**** Source passage
Saturday, October 24, 2009

We are a nation of lawless people.  We have all these laws, but we have little law in our own hearts.  The fewer men with law in their hearts, the more laws society will impose.  The less we govern ourselves, the more we will be governed.

Smart people know this.

Some people really want to rule other people.  They want it more than they want anything else.

Friday, October 23, 2009

Good Evening, and Welcome Back

This blog has not been updated in more than two weeks, largely because of my despondency over the lack of readers.  This lack of readers is no surprise, as I have taken exactly zero measures to gain readers.  The despondency is not due to a feeling of rejection, but rather to a feeling of futility.  What is the point in writing if nobody is going to read?  If I write and nobody reads, have I truly written?  I have not participated in a conversation.  The point in writing is that I love to write, and that I will at some point soon begin to solicit readers, and when I do, they will have plenty to read.
********
**Tasks to perform:**
1. According to the blog text, why had the blog gone more than two weeks without an update?
2. Carry on the blog text, starting after its final sentence.
The records come from a separate source, unrelated to the blog text.
**** Excerpted data
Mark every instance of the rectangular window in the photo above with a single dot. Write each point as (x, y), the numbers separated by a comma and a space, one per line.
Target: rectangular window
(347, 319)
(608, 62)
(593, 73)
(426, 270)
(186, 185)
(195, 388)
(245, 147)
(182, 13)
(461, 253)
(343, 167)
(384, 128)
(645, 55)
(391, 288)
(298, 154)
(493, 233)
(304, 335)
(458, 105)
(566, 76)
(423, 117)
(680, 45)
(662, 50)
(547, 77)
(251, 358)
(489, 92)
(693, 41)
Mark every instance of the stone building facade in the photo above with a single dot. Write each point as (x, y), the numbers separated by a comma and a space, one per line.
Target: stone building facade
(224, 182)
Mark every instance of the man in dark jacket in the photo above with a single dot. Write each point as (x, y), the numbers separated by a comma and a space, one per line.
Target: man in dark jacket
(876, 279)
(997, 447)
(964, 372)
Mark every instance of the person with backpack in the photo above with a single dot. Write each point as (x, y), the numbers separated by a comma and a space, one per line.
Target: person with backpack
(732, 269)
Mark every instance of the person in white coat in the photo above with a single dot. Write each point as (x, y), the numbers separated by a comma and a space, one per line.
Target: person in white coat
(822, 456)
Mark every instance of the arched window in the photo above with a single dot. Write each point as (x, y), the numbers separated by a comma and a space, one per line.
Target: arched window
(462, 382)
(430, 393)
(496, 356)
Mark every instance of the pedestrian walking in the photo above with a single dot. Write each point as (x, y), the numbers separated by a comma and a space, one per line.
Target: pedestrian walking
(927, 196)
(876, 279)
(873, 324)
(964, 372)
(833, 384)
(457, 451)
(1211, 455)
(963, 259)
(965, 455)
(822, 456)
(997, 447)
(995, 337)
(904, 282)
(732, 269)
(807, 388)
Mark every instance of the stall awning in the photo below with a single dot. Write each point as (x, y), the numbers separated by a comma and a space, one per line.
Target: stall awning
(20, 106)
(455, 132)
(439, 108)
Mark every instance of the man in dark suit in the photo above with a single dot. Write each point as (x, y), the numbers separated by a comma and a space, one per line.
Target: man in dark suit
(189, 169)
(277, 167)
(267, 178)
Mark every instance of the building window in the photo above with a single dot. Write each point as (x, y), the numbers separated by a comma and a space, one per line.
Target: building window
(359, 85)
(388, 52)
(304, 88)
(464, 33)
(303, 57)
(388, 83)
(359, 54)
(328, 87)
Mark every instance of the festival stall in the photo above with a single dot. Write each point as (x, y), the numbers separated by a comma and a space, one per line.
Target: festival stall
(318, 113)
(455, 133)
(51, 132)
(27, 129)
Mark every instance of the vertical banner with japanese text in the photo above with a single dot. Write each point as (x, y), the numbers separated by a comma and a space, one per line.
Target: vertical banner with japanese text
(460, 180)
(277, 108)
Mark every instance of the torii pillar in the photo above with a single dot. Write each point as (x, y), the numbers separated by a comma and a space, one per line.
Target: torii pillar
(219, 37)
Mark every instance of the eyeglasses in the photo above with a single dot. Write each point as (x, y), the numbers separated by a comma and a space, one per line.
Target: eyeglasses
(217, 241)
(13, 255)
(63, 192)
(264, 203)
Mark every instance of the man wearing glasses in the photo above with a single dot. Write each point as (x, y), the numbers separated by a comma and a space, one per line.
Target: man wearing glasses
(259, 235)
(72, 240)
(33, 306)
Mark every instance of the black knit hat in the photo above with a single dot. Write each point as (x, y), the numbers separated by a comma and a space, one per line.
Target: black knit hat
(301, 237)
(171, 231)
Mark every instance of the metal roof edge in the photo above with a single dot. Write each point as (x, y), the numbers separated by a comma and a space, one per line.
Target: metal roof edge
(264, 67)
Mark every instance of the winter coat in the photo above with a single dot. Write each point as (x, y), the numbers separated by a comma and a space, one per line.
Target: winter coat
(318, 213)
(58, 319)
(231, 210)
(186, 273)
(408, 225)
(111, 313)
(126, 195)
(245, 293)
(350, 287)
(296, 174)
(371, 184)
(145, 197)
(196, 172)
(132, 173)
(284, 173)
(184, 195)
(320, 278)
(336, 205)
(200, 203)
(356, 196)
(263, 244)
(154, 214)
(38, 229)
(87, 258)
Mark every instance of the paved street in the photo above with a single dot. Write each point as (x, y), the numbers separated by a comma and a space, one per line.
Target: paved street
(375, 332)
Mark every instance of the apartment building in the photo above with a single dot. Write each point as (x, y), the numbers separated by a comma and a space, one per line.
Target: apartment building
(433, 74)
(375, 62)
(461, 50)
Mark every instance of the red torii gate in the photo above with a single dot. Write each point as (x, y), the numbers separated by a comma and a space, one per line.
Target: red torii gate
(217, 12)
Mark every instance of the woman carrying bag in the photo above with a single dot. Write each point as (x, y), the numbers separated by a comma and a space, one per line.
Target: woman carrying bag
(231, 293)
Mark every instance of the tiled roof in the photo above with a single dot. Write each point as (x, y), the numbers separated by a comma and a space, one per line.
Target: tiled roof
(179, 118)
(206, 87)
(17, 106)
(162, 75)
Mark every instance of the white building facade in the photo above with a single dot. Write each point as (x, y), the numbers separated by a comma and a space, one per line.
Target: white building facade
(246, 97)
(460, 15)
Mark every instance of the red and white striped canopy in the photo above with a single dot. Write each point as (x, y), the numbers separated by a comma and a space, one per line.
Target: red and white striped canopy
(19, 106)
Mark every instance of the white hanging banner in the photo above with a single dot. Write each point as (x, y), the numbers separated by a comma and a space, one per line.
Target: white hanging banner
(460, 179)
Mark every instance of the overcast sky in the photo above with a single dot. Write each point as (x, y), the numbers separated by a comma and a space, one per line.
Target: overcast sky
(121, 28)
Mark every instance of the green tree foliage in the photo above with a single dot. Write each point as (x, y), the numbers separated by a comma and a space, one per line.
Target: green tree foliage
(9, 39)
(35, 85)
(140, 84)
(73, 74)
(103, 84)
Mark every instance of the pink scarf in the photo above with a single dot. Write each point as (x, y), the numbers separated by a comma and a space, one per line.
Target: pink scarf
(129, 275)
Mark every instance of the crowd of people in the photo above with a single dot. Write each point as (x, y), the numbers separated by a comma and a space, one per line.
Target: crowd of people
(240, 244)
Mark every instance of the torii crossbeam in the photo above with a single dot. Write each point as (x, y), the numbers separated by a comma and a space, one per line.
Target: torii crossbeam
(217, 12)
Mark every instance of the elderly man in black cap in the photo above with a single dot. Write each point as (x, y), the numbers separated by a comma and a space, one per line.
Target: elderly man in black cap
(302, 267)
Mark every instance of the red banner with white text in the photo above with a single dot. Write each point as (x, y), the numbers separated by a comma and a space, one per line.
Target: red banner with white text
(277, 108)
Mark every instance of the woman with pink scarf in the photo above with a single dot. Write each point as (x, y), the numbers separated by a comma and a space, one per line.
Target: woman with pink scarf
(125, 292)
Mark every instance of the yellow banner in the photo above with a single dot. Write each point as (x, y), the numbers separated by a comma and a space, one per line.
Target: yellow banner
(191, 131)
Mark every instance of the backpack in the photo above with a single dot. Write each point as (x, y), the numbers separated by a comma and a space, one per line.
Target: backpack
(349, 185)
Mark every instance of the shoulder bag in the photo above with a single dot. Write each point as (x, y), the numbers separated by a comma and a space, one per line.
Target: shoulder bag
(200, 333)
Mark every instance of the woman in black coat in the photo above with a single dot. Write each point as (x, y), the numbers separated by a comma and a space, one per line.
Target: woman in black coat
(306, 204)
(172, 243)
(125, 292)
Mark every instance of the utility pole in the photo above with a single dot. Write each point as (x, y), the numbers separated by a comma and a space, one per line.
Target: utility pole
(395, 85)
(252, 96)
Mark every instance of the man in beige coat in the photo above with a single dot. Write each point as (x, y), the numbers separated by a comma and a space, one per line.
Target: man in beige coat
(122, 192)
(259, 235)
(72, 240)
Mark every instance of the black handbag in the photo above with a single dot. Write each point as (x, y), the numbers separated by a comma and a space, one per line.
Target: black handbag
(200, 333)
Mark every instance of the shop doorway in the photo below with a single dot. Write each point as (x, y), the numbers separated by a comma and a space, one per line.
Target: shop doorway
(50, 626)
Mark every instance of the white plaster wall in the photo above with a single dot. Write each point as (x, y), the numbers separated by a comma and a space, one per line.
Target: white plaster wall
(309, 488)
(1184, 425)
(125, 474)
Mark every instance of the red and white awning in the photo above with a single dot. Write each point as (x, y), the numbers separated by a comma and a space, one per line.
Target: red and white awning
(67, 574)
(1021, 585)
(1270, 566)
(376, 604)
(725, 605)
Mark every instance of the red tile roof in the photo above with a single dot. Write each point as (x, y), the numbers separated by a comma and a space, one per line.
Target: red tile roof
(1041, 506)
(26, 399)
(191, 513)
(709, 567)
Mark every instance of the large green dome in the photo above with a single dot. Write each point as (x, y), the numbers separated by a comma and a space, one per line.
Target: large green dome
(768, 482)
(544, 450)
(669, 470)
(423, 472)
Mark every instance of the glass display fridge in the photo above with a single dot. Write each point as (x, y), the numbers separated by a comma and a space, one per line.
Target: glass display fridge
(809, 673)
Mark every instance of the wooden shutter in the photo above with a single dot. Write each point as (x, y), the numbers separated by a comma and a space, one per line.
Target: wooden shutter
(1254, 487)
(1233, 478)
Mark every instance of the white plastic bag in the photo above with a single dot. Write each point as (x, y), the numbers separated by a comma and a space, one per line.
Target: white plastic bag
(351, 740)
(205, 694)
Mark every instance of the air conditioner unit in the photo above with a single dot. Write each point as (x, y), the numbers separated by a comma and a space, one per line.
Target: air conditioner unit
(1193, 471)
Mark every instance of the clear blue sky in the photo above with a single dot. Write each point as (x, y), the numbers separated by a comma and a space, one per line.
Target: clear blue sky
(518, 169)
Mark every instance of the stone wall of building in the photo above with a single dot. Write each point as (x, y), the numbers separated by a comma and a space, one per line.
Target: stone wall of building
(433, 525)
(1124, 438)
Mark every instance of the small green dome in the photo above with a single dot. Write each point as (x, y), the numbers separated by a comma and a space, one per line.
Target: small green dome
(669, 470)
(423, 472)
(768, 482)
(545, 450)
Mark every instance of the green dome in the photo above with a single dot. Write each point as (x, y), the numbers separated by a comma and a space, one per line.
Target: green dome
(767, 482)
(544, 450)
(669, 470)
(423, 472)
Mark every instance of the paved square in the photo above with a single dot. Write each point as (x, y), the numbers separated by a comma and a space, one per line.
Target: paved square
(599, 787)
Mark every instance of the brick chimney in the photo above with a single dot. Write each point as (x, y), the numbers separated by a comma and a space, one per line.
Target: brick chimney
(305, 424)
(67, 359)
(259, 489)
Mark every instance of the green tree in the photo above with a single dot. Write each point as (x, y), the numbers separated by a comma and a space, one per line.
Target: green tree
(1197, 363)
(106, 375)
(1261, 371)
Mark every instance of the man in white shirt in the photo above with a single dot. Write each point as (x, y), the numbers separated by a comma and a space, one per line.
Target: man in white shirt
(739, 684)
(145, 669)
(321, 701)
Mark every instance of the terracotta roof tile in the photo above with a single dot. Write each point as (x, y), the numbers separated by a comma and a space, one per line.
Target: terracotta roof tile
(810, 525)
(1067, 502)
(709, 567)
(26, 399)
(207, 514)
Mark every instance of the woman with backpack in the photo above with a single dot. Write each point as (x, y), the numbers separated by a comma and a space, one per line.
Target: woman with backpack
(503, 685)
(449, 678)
********
**Responses in order:**
1. Largely because of the writer's despondency over the lack of readers.

2.
Lately, I have read two pieces of Matt Taibbi's work in Rolling Stone, and I have fallen in love with his journalism.  Today I discovered his blog from the Huffington Post.  This guy is the real deal, and I agree one hundred percent with so much of what he says.  I am going to become a follower.  His most recent substantive post is one anyone with an interest in government of the people, by the people and for the people -- rather than for the rich and corporations -- needs to read.  Let's take a look at how Obama has done, and we will see that "change" and "hope" were just campaign slogans for him.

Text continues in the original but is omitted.